* EXERCISE PROMPT
Give as a numbered list the lines of the listing below, from the line containing "of the table" up to and including the final line of the listing, leaving out blank lines.

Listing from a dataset
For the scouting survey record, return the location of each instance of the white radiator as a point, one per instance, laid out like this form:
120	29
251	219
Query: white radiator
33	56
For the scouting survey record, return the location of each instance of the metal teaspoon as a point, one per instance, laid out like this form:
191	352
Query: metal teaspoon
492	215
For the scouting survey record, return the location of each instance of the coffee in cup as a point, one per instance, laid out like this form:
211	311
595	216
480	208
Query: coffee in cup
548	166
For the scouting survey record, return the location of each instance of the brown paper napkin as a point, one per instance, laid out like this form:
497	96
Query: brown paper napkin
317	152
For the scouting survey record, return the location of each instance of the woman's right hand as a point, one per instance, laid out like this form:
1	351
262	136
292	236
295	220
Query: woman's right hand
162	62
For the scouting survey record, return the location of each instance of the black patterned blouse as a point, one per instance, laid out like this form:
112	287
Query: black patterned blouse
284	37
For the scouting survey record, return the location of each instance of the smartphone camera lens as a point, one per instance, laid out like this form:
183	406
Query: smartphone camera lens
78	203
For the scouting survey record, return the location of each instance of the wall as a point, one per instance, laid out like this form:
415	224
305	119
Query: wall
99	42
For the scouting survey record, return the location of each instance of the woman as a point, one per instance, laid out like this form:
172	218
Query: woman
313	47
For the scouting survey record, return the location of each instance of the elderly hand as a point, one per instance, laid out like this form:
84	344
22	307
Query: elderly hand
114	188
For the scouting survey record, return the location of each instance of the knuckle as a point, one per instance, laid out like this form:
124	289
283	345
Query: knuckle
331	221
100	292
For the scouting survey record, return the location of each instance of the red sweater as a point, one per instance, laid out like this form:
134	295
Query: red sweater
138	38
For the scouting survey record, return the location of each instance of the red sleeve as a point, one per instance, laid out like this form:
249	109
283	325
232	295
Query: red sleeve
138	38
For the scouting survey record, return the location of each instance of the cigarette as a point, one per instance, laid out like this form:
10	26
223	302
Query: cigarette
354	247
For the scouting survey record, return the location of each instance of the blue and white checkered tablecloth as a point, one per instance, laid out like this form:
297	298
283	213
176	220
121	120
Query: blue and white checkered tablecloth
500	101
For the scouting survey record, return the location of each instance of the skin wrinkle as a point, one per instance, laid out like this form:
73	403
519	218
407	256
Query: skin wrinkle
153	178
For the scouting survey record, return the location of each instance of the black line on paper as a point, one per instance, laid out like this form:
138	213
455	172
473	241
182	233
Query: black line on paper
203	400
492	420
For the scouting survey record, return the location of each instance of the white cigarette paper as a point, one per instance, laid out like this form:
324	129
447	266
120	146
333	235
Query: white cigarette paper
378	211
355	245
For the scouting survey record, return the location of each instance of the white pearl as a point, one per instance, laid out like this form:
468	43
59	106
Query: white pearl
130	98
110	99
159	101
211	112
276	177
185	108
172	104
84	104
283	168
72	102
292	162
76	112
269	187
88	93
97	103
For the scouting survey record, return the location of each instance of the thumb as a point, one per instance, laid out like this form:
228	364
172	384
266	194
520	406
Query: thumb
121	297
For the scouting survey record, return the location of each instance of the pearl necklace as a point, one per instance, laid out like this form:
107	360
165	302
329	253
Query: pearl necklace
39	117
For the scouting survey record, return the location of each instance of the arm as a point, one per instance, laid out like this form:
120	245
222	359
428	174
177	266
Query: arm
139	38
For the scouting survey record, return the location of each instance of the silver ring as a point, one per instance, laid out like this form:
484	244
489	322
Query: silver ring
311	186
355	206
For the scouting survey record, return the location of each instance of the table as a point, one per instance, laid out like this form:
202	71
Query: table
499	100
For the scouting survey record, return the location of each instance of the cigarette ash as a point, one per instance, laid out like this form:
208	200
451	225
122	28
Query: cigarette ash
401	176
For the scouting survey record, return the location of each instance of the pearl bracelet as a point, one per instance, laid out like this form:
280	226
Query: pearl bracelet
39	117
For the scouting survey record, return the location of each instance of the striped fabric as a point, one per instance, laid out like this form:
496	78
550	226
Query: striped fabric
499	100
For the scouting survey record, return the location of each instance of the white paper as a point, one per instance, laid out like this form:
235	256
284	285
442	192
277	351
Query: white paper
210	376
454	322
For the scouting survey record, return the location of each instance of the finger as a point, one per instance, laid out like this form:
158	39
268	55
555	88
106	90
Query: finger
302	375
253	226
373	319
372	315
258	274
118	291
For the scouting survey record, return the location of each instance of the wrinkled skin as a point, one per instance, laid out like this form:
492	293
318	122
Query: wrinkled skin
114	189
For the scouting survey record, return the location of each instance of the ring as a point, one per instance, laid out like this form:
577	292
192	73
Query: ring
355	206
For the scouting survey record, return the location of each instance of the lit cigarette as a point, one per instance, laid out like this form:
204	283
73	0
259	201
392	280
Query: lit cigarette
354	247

* SOLUTION
1. For the scouting survey record, return the location of each instance of the table as a point, one per instance, laid out like this form:
2. 202	71
3. Query: table
4. 499	100
5. For the scouting survey record, return the location of each instance of the cigarette ash as a point, one per instance, laid out like this form:
6. 208	200
7. 451	225
8. 122	28
9. Query: cigarette ash
10. 401	176
11. For the scouting survey record, return the location of each instance of the pearl bracelet as a point, one per instance, laid out like this form:
12. 280	226
13. Query: pearl bracelet
14. 39	117
15. For the scouting survey record, return the location of each instance of the striped fabric as a point, one per instance, laid out like this form:
16. 496	78
17. 550	226
18. Query: striped fabric
19. 499	100
20. For the scouting survey record, return the location of each instance of the white paper as a point, one per instance, laid out like this form:
21. 235	256
22. 284	285
23. 442	192
24. 277	351
25. Query: white paper
26. 210	376
27. 454	322
28. For the scouting survey record, return the location of each instance of the finger as a point, one per instance, laid out like this form:
29. 158	39
30. 268	55
31. 555	88
32. 106	90
33. Query: finger
34. 302	375
35. 253	226
36. 373	319
37. 372	315
38. 258	274
39. 118	291
40. For the scouting survey record, return the location of each instance of the wrinkled skin as a point, one per instance, laid out like this form:
41. 492	293
42. 318	122
43. Query: wrinkled skin
44. 114	189
45. For the scouting survey record, return the location of each instance of the ring as a point, one per instance, laid out like this form:
46. 577	292
47. 192	73
48. Query: ring
49. 355	206
50. For the scouting survey record, return the location of each instance of the lit cigarette as a point, one per instance, laid out like this form:
51. 204	283
52. 73	0
53. 259	201
54. 392	280
55. Query: lit cigarette
56. 354	247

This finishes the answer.